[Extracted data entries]
####################

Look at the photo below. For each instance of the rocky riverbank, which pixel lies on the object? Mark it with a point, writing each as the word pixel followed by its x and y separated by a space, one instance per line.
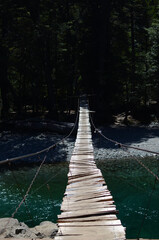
pixel 12 228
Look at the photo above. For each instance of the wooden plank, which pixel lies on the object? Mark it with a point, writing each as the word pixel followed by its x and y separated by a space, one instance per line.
pixel 88 210
pixel 90 219
pixel 93 223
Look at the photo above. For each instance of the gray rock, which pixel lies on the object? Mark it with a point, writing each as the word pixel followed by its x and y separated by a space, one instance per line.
pixel 46 229
pixel 10 227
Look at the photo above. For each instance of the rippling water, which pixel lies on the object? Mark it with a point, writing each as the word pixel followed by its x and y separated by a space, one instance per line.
pixel 134 190
pixel 136 195
pixel 43 202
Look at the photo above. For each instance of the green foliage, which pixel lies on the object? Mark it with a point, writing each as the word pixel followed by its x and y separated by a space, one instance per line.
pixel 51 50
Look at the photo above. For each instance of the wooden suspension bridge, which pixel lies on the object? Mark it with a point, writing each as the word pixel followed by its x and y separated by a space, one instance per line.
pixel 88 210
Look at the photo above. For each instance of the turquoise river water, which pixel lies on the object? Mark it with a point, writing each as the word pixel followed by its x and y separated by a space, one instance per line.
pixel 134 190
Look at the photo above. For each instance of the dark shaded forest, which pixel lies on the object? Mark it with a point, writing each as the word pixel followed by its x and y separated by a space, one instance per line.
pixel 53 51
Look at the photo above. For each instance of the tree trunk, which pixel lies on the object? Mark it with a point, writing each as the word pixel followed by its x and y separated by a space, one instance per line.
pixel 4 82
pixel 132 49
pixel 48 77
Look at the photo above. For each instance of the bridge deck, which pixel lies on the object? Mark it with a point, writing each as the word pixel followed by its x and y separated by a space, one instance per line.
pixel 88 210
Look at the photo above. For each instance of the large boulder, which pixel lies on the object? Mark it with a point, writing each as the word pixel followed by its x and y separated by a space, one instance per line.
pixel 45 229
pixel 10 228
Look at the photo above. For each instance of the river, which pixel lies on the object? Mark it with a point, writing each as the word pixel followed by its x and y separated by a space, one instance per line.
pixel 134 189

####################

PROBLEM TO WORK ON
Edit all of the items above so that every "Mark it" becomes "Indicate it", keep everything else the same, and leave the pictures out of your answer.

RESULT FOR THIS EXERCISE
Look at the photo below. For each instance of the rocky riverbank, which pixel lies on the object? Indicate it with a point, writing each as the word pixel followed by its x and y separated by a space, one instance per line.
pixel 12 228
Look at the photo above. For each instance of the wooden plank, which pixel lies on the object? Indicate it with a point, writing each as the word pixel followed by its x and y separated by a space, one instance per line.
pixel 88 210
pixel 90 219
pixel 93 223
Look at the photo above. For each instance of the gray rock, which pixel lies on the object? Indicate it with a point, writing each as the word pixel followed by its x and y separated by a space, one instance per line.
pixel 46 229
pixel 10 227
Look at the photo above. For each instance of the rippling water, which pixel lies on the object? Indicate it with a point, writing each as the word pixel followed by its x and y separated by a space, one instance per line.
pixel 134 190
pixel 136 195
pixel 43 202
Look at the photo above. For each instance of the green foliage, which pixel lies on the object? Indicate it with a point, writing each as the word pixel followed by its x and y separated by a space, one instance per line.
pixel 51 50
Look at the photo above. For each instance of the wooden suspension bridge, which pixel lies on the object? Indicate it with a point, writing each as the word pixel followed by its x and y separated by a space, one instance per line.
pixel 88 210
Look at the photo above. For each instance of the turquoise river water, which pixel lies on the object? Indicate it with a point, writing each as the word pixel followed by its x and y separated by a space, one instance per line.
pixel 134 190
Look at the photo above. For each instance of the dark shaded forest, which pixel lies on the object? Indicate it with a point, writing each as the word pixel followed by its x and y separated by a space, one instance per line.
pixel 53 51
Look at the photo above. For each instance of the tree trunk, which pixel lies on the object? Indicate it with a point, writing each as the word pixel followed by its x and y separated by a space, one instance per line.
pixel 4 82
pixel 132 49
pixel 48 77
Look at the photo above. For each instance of the bridge deck, which pixel lies on the object? Indicate it with a point, writing each as the word pixel followed by its x and y separated by a space, one instance per line.
pixel 88 210
Look at the photo above. For each instance of the large boulder, which pixel lies on the object? Indicate it with a point, writing each as the word pixel followed by its x and y separated by a space, one instance per line.
pixel 45 229
pixel 10 228
Look at the photo above. For each instance of the river, which pixel lies on the object? Indicate it with a point, writing each as the word pixel followed by its x and y separated by a space, one instance per line.
pixel 134 189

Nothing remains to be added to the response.